The request:
Reproduce the entries below without any changes, from the line with "point: man's face" up to and including the line with "column 346, row 344".

------------------------------------------------

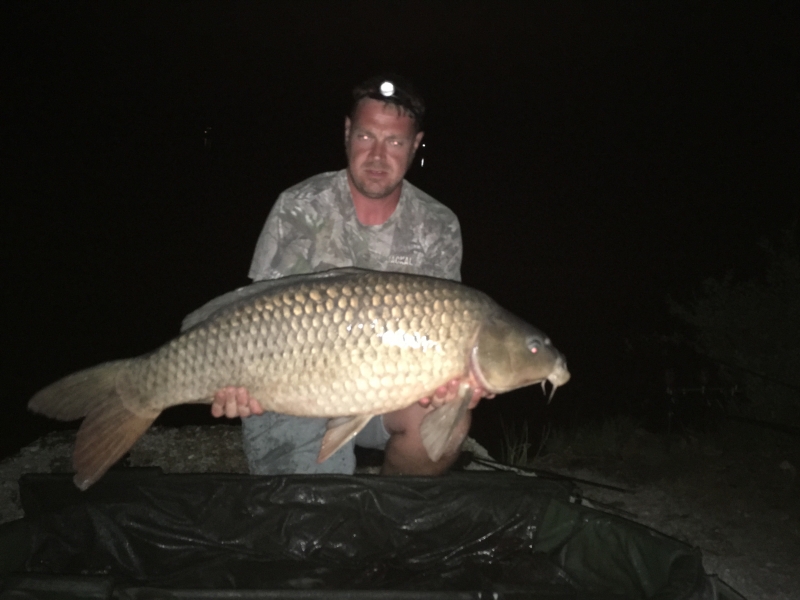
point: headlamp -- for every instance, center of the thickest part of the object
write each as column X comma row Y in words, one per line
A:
column 387, row 89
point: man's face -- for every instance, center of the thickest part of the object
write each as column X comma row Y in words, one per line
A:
column 380, row 143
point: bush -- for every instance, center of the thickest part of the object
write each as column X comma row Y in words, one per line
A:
column 751, row 329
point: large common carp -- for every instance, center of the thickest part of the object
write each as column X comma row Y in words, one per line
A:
column 346, row 344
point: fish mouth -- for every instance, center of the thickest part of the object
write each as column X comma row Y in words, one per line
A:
column 558, row 377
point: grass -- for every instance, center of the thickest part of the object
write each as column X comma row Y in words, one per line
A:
column 517, row 444
column 606, row 438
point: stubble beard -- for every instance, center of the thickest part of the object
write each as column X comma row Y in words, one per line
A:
column 374, row 191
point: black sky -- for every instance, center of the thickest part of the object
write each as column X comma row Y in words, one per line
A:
column 600, row 157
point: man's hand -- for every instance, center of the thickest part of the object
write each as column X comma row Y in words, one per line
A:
column 235, row 402
column 449, row 391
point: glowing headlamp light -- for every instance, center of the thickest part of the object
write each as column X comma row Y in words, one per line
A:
column 387, row 88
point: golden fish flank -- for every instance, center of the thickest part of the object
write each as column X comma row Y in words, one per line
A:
column 344, row 343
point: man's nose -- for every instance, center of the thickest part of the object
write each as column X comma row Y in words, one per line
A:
column 378, row 150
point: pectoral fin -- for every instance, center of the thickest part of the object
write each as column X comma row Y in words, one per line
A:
column 340, row 431
column 438, row 426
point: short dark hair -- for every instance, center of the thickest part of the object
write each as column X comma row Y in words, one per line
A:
column 399, row 92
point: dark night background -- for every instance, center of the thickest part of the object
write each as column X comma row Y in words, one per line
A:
column 600, row 156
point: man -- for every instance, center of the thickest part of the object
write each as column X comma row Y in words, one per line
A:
column 365, row 216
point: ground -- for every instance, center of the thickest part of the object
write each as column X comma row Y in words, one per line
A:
column 734, row 494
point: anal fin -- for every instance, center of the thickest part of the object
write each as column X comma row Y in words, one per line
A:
column 340, row 431
column 438, row 426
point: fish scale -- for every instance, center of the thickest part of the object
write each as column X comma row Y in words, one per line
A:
column 344, row 343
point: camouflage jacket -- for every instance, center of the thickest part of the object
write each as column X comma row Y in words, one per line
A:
column 313, row 227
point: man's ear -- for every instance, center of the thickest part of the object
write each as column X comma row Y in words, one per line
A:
column 418, row 139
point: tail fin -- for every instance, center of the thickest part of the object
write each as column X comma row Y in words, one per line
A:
column 102, row 395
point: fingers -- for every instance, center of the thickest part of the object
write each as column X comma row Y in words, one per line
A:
column 233, row 402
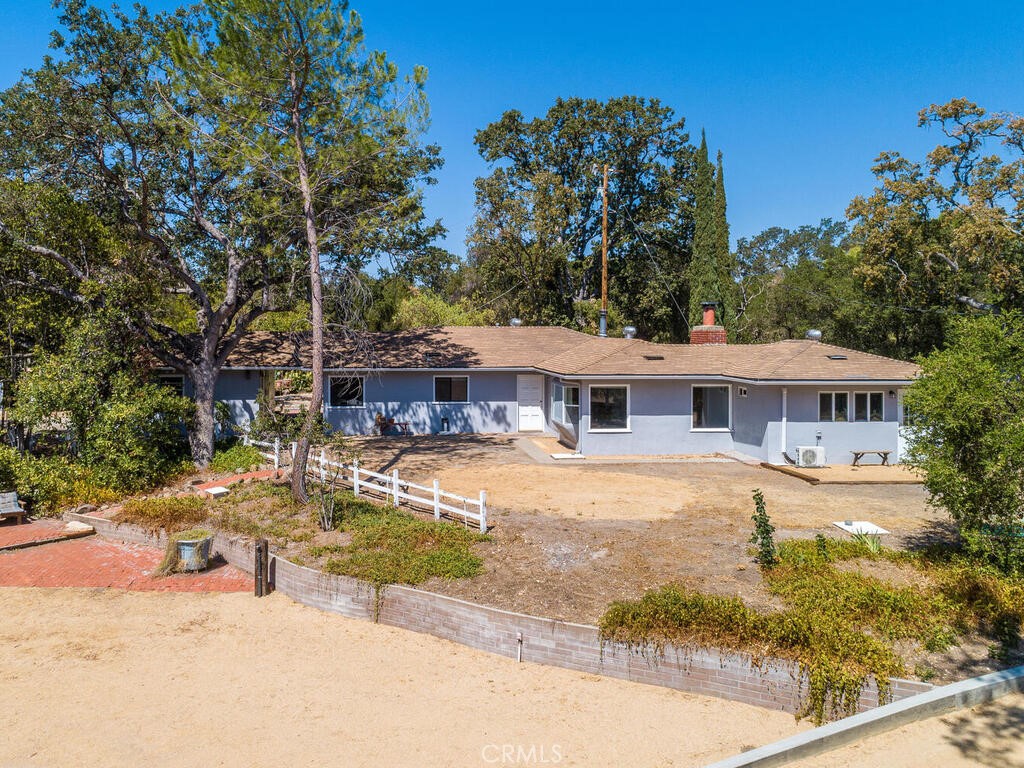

------------------------------------------------

Exercise output:
point: man's face -- for every instance, center of the thickest part of the object
write each as column X comma row Y in words, one per line
A:
column 380, row 143
point: bush -- for every instance, center of the thickest part of the object
write each as column X comma row Y in words, one per line
A:
column 751, row 329
point: large common carp -- for every instance, center of the thickest part of the object
write each as column X comma row Y in words, one per line
A:
column 346, row 344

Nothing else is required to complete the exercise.